+++ Exercise material

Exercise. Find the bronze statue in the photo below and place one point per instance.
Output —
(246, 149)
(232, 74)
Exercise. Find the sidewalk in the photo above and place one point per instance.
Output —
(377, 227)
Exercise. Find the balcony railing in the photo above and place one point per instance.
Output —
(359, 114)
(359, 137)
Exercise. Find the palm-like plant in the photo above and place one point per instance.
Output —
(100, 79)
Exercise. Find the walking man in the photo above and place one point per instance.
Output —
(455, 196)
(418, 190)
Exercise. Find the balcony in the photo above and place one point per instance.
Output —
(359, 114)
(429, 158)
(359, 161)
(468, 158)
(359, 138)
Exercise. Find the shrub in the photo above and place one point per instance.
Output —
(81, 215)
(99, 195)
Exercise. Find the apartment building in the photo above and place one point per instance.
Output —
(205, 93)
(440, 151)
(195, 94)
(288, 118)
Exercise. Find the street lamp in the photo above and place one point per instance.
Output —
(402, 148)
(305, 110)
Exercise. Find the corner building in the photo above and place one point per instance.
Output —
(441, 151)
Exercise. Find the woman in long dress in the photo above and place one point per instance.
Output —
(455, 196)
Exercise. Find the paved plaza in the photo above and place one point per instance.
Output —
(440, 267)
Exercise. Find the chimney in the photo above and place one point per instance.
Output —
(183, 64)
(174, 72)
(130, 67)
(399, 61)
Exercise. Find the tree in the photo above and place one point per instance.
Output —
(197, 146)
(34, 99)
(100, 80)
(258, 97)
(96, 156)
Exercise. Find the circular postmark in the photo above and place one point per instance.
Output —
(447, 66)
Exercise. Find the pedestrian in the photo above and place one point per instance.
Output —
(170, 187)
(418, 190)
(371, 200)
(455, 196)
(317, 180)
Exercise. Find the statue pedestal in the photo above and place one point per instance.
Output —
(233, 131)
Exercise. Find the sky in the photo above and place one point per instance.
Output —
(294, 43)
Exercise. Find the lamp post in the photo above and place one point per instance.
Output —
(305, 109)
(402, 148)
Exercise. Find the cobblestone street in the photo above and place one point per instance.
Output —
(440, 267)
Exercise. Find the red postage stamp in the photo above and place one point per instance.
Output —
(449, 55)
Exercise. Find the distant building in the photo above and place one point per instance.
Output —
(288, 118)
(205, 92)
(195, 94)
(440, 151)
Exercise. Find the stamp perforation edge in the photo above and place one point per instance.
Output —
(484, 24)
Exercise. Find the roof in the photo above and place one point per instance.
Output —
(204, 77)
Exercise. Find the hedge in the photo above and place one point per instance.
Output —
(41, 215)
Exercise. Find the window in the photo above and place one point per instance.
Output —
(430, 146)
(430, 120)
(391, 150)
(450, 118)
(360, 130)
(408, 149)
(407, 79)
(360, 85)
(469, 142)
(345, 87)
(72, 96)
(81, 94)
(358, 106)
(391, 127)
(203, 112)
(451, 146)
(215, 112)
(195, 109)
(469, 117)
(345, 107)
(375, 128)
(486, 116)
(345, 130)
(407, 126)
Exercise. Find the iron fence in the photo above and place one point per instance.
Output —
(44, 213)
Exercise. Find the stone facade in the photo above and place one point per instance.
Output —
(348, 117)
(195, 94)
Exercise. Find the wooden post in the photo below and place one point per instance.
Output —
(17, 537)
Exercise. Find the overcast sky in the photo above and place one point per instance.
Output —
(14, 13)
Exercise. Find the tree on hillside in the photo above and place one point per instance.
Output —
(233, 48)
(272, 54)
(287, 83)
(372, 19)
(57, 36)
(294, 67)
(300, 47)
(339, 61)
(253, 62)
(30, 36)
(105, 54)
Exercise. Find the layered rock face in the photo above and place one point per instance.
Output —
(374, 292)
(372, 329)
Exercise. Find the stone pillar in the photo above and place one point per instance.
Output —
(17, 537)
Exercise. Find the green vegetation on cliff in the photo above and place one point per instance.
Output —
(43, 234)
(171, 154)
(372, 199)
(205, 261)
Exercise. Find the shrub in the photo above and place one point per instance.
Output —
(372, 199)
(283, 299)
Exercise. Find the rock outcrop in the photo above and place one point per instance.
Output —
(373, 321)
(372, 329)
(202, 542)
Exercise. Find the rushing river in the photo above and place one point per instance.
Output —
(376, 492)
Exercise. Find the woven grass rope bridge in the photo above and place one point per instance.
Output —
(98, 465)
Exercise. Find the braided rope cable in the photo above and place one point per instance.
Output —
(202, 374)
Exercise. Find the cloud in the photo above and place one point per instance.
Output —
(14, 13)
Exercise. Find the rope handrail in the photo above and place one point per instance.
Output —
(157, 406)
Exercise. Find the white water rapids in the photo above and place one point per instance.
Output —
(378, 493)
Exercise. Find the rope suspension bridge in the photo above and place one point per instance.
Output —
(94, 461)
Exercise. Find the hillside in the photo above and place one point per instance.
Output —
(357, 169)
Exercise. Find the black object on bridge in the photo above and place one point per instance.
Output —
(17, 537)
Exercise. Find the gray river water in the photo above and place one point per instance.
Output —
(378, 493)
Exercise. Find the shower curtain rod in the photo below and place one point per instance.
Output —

++++++

Exercise aim => Every entry above must appear again in the reply, exactly as it stands.

Task solution =>
Exercise. Find the bronze statue in the photo below and place one point per instance.
Output —
(246, 149)
(232, 74)
Exercise. Find the sidewalk in the photo above and place one point per instance.
Output —
(377, 227)
Exercise. Find the balcony railing in the photo above and place one point per instance.
Output —
(359, 114)
(359, 137)
Exercise. Find the palm-like plant in the photo above and place one point per instance.
Output —
(100, 79)
Exercise. Find the walking man in the photo above and place one point per instance.
Output —
(455, 196)
(418, 190)
Exercise. Find the balcony in the photo above and place one point per instance.
Output —
(359, 114)
(429, 158)
(359, 161)
(468, 158)
(359, 138)
Exercise. Find the shrub in the photo above and place one point per instance.
Output —
(81, 215)
(99, 195)
Exercise. Find the apartment building in the photo above and place one point per instance.
Output —
(205, 93)
(440, 151)
(195, 94)
(288, 118)
Exercise. Find the street lamp in the photo above and place one point per instance.
Output —
(402, 148)
(305, 110)
Exercise. Find the corner building in the photo above and place one point per instance.
Output —
(441, 151)
Exercise. Find the woman in long dress in the photo above and place one point per instance.
Output —
(455, 196)
Exercise. Find the paved plaza in the photo above and place one point per instance.
Output —
(440, 267)
Exercise. Find the chimney in the photo above and place one point per instance.
Output —
(183, 64)
(174, 72)
(130, 67)
(399, 61)
Exercise. Find the tree in the photo above and place one point per instance.
Output —
(197, 146)
(34, 99)
(100, 80)
(258, 97)
(96, 156)
Exercise. Find the circular postmark in the photo above and place one point per instance.
Output —
(447, 66)
Exercise. Find the pedestrian in the photo above and place one point per instance.
Output —
(170, 187)
(418, 190)
(371, 200)
(455, 196)
(317, 180)
Exercise. Find the statue pedestal in the photo above and place one point per instance.
Output —
(233, 131)
Exercise. Find the sky in the photo above and place one point per instance.
Output —
(294, 43)
Exercise. Find the lamp post in the photo above and place one point per instance.
Output —
(305, 109)
(402, 148)
Exercise. Find the cobblestone street in the photo above and place one point per instance.
Output —
(440, 267)
Exercise. Find the red postage stamp in the photo above and place one point per instance.
Output —
(449, 55)
Exercise. Find the distant building in the photo above and place one point per instance.
Output —
(288, 118)
(205, 92)
(195, 94)
(440, 151)
Exercise. Find the stamp perforation edge in the photo above and place one point per instance.
Output —
(484, 24)
Exercise. Find the roof in the photo above and place one point per instance.
Output —
(204, 77)
Exercise. Find the hedge in the photo above and place one point per instance.
Output —
(41, 215)
Exercise. Find the window in the photo above and place one point per instance.
Output —
(430, 146)
(430, 120)
(391, 150)
(450, 118)
(360, 130)
(408, 149)
(407, 79)
(360, 85)
(469, 142)
(345, 87)
(72, 96)
(81, 94)
(358, 106)
(391, 127)
(203, 112)
(451, 146)
(215, 112)
(195, 109)
(469, 117)
(345, 107)
(375, 128)
(486, 116)
(345, 130)
(407, 126)
Exercise. Find the iron fence in the photo above and place one point per instance.
Output —
(44, 213)
Exercise. Find the stone facade in the photo above and place one point per instance.
Output —
(348, 117)
(195, 94)
Exercise. Find the wooden post in the photo below and place one point per instance.
Output —
(17, 537)
Exercise. Find the overcast sky in the photo above and place one point per instance.
Output —
(14, 13)
Exercise. Find the tree on hillside in the photo above and place one point per instance.
Output —
(233, 48)
(272, 54)
(287, 83)
(372, 19)
(57, 36)
(294, 67)
(300, 47)
(339, 61)
(253, 62)
(30, 36)
(105, 54)
Exercise. Find the layered rock face in the photo above and place one point per instance.
Output —
(374, 292)
(372, 329)
Exercise. Find the stone pillar in the photo above and place one point per instance.
Output —
(17, 537)
Exercise. Find the green vegetation on cliff in the photo above and place one point per instance.
Output —
(43, 234)
(171, 154)
(372, 199)
(205, 261)
Exercise. Find the shrub in the photo above and place one point per instance.
Output —
(372, 199)
(283, 299)
Exercise. Find the rock outcrop in the photo above and place one point per instance.
Output —
(373, 321)
(372, 329)
(202, 542)
Exercise. Find the rushing river in the photo above and place one point per instance.
Output —
(376, 492)
Exercise. Find the woven grass rope bridge in the photo above and place one point per instance.
Output —
(98, 465)
Exercise. Find the braided rope cable in the photo above and place one point per instance.
Output —
(202, 374)
Exercise. Find the cloud in the photo above and place one point per instance.
Output —
(14, 13)
Exercise. Find the rope handrail in the photo above and place one point per instance.
Output —
(157, 406)
Exercise. Find the white water rapids in the photo above and place one point per instance.
Output —
(378, 493)
Exercise. Find the rope suspension bridge in the photo above and place one point per instance.
Output —
(94, 461)
Exercise. Find the hillside in the photo above and place one point per instance.
Output —
(357, 169)
Exercise. Find the black object on bridge in the photo above and place one point per instance.
Output —
(17, 537)
Exercise. Find the gray river water in the photo above and place one point per instance.
Output —
(378, 493)
Exercise. Find the shower curtain rod in the photo below and place one point per instance.
Output —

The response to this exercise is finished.